#### Excerpted records
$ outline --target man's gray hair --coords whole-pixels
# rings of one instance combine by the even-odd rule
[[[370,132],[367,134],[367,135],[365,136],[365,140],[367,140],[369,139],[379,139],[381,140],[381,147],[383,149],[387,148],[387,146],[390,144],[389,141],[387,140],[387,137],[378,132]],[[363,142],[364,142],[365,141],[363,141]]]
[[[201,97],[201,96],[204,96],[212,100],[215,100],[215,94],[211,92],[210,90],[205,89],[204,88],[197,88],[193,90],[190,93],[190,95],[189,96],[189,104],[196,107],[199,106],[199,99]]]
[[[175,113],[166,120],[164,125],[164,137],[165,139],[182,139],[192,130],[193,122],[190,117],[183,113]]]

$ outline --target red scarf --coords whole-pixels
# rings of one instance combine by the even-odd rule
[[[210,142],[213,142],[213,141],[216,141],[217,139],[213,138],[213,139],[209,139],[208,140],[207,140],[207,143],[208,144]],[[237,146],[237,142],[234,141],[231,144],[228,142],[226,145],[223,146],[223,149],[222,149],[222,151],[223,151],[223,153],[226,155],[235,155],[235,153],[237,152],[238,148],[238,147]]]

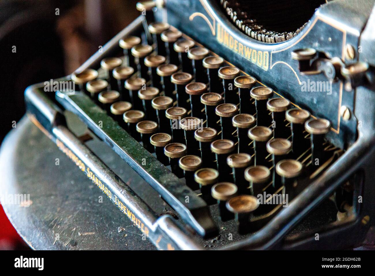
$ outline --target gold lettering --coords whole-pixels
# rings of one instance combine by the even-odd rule
[[[268,52],[263,52],[262,67],[266,71],[268,70]]]
[[[263,57],[263,53],[261,51],[258,51],[258,58],[256,65],[260,67],[262,67],[262,58]]]
[[[243,45],[242,43],[238,44],[238,51],[241,55],[243,56]]]
[[[234,39],[233,38],[233,37],[232,36],[230,36],[229,37],[229,48],[231,49],[233,49],[233,47],[234,46]]]
[[[264,70],[268,70],[269,62],[268,51],[258,51],[249,48],[235,39],[220,24],[217,25],[216,39],[219,42]]]

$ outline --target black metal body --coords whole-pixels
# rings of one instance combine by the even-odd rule
[[[347,248],[362,244],[370,227],[374,225],[372,218],[375,214],[373,203],[375,189],[372,179],[375,178],[375,172],[370,164],[375,162],[375,87],[360,86],[351,91],[345,91],[342,83],[338,81],[332,84],[332,94],[330,95],[318,96],[301,92],[301,83],[307,78],[300,74],[298,63],[290,57],[290,52],[293,50],[314,45],[331,57],[338,56],[345,60],[343,52],[345,39],[346,43],[363,46],[363,51],[359,53],[355,61],[365,61],[372,66],[375,64],[374,41],[370,35],[375,26],[374,3],[358,2],[354,6],[351,2],[345,0],[323,5],[299,35],[286,42],[272,45],[252,40],[241,33],[231,25],[214,1],[168,0],[165,1],[166,13],[159,10],[156,13],[159,21],[167,20],[172,26],[256,78],[260,85],[271,87],[278,95],[285,97],[293,104],[309,110],[313,115],[329,119],[332,130],[328,136],[328,139],[345,150],[343,154],[314,178],[308,186],[301,188],[300,193],[288,208],[276,208],[272,216],[264,218],[266,222],[261,224],[254,234],[226,243],[222,248]],[[356,20],[348,20],[351,18]],[[96,53],[77,71],[98,68],[103,58],[119,50],[118,41],[120,38],[142,31],[142,17],[138,18],[105,45],[102,53]],[[321,40],[322,32],[329,34],[330,41]],[[367,36],[363,36],[366,33]],[[225,37],[226,33],[228,41],[233,42],[232,49],[231,44],[227,47],[222,41],[224,39],[220,36],[221,34]],[[235,50],[234,45],[237,44],[238,47],[239,43],[250,51],[249,57],[244,56],[238,48]],[[255,53],[256,59],[258,55],[262,57],[261,62],[257,59],[254,62],[252,59],[253,53]],[[322,74],[309,77],[316,81],[326,80]],[[68,76],[62,80],[69,79]],[[114,203],[116,205],[120,203],[123,212],[125,209],[122,208],[122,204],[136,216],[140,221],[140,223],[135,223],[136,225],[143,224],[147,226],[148,236],[156,245],[161,249],[170,249],[171,246],[176,249],[201,248],[202,241],[200,238],[186,234],[183,226],[170,217],[163,216],[158,219],[146,203],[69,132],[64,126],[64,118],[59,108],[42,95],[42,87],[41,84],[27,89],[27,112],[60,149],[71,151],[86,167],[90,168],[95,177],[110,192],[110,197]],[[330,97],[327,97],[328,96]],[[189,226],[200,235],[206,236],[215,232],[209,208],[203,199],[96,107],[88,97],[80,92],[58,92],[56,98],[65,109],[78,116],[93,133],[111,147],[160,194],[186,223],[185,229],[189,229]],[[339,112],[340,106],[344,105],[352,112],[351,119],[346,121],[340,119]],[[98,125],[99,121],[104,123],[102,127]],[[142,164],[142,158],[146,159],[147,165]],[[353,201],[346,219],[326,224],[318,229],[306,227],[303,231],[289,234],[350,179],[354,183]],[[106,190],[105,188],[105,193]],[[108,193],[106,194],[108,195]],[[189,199],[188,203],[185,200],[187,195]],[[363,199],[361,202],[358,200],[360,196]],[[216,217],[213,218],[216,221]],[[269,222],[266,224],[267,222]],[[316,233],[320,237],[318,242],[315,238]]]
########
__The exercise__:
Copy out every line of the material above that contains the string "target".

__Task result__:
$ outline --target man's gray hair --coords whole-pixels
$ outline --target red scarf --coords whole-pixels
$ outline --target gold lettering --coords whole-pixels
$ outline --target black metal body --coords whole-pixels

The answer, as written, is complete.